* [WORK INSTRUCTION]:
The copy you produce must hold every record exactly, and none of the images.

[Image-grounded pointing data]
==*==
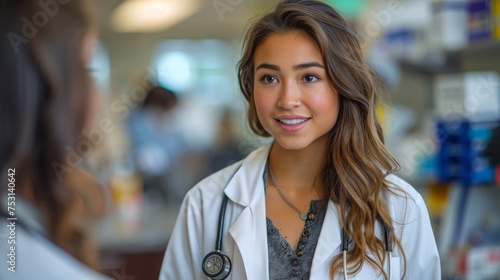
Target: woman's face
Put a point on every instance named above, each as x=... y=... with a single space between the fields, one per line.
x=294 y=100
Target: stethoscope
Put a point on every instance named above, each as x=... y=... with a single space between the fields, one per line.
x=217 y=266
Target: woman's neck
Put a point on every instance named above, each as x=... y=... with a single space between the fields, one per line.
x=297 y=169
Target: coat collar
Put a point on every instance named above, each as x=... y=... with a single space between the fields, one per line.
x=246 y=188
x=250 y=176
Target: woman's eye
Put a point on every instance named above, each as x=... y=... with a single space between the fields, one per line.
x=268 y=79
x=310 y=78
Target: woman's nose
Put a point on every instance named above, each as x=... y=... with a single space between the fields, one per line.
x=289 y=96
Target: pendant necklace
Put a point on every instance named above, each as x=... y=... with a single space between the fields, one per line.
x=303 y=216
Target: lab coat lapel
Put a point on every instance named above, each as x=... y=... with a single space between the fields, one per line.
x=329 y=238
x=249 y=229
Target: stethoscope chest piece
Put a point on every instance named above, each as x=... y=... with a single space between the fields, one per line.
x=216 y=265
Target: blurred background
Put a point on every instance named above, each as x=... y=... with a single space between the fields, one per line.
x=172 y=113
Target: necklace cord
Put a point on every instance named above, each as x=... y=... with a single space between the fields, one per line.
x=303 y=216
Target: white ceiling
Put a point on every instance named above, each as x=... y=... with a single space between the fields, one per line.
==*==
* [RESULT BELOW]:
Target: woman's face
Put a point on every instance named above, each as x=... y=... with a single space between the fields, one per line.
x=294 y=100
Target: stethoscope
Put a point on every instance named above, each as x=... y=... with a single space between the fields, one per line.
x=217 y=266
Target: woman's neck
Put a point on every instance named above, each as x=... y=... with a single space between the fields, one per line.
x=297 y=169
Target: coat collar
Put a point on every instance named above, each as x=... y=... with a single space between the fields, one per line.
x=246 y=188
x=250 y=176
Target: woman's eye
Put a point on every instance named above, each as x=... y=... with a single space between the fields, one per line.
x=268 y=79
x=310 y=78
Target: woman's nose
Put a point on every instance named above, each as x=... y=... with a single space between the fields, one per line.
x=289 y=96
Target: pendant necklace
Put a point on every instance named above, each as x=... y=... with a single space between the fields, one per line.
x=303 y=216
Target: lab coat lapel
Put a point on every instance named above, each as x=... y=... with a single space between the fields, one per line.
x=329 y=238
x=249 y=229
Target: stethoscope chest piece
Put a point on every instance named above, each as x=... y=... with a single space between the fields, one per line.
x=216 y=265
Target: blurred background
Put a point on every instance named above, each as x=... y=... with a single space between the fields, one per line.
x=172 y=113
Target: necklace cord
Put a point on every instance named above, each as x=... y=... with a single space between the fields, one per line.
x=303 y=216
Target: white ceiling
Put a point on every instance named above, each as x=... y=... with a single space between the fields, one per line.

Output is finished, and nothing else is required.